Work to complete:
Pick out every line of the records below that contains the word "sink" and copy each one. Case counts.
** Begin **
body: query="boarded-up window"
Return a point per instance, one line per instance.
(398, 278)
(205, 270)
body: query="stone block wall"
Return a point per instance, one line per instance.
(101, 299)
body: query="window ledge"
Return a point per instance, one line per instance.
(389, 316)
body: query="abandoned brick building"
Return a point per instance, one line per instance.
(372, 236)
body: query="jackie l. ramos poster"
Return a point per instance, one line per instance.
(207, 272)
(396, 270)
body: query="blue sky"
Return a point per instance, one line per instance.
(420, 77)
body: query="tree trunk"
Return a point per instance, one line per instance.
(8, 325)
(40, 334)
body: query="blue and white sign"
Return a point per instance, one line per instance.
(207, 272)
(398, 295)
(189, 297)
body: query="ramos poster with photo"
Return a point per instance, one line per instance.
** End **
** Begin **
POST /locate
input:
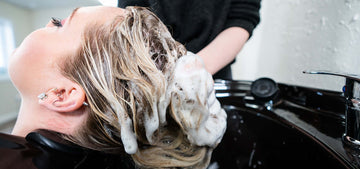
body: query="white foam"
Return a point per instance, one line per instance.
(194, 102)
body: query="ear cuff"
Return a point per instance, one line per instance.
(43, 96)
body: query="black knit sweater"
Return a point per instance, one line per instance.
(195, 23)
** End **
** Begin **
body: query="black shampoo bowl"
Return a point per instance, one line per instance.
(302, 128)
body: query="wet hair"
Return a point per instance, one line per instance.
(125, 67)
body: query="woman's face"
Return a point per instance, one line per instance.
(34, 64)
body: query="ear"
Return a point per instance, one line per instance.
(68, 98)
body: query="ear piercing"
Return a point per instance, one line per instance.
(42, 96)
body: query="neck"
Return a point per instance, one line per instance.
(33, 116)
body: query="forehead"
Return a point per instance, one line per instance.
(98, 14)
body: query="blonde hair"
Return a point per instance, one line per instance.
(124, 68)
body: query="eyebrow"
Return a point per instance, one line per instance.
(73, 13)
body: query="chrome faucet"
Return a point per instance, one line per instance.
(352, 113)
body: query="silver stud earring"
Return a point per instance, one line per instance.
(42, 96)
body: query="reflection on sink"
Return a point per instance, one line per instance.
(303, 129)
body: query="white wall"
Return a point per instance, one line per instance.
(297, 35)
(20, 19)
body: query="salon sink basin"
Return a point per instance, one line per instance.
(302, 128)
** End **
Written response:
body: query="reflection on sink"
body: query="salon sink basin"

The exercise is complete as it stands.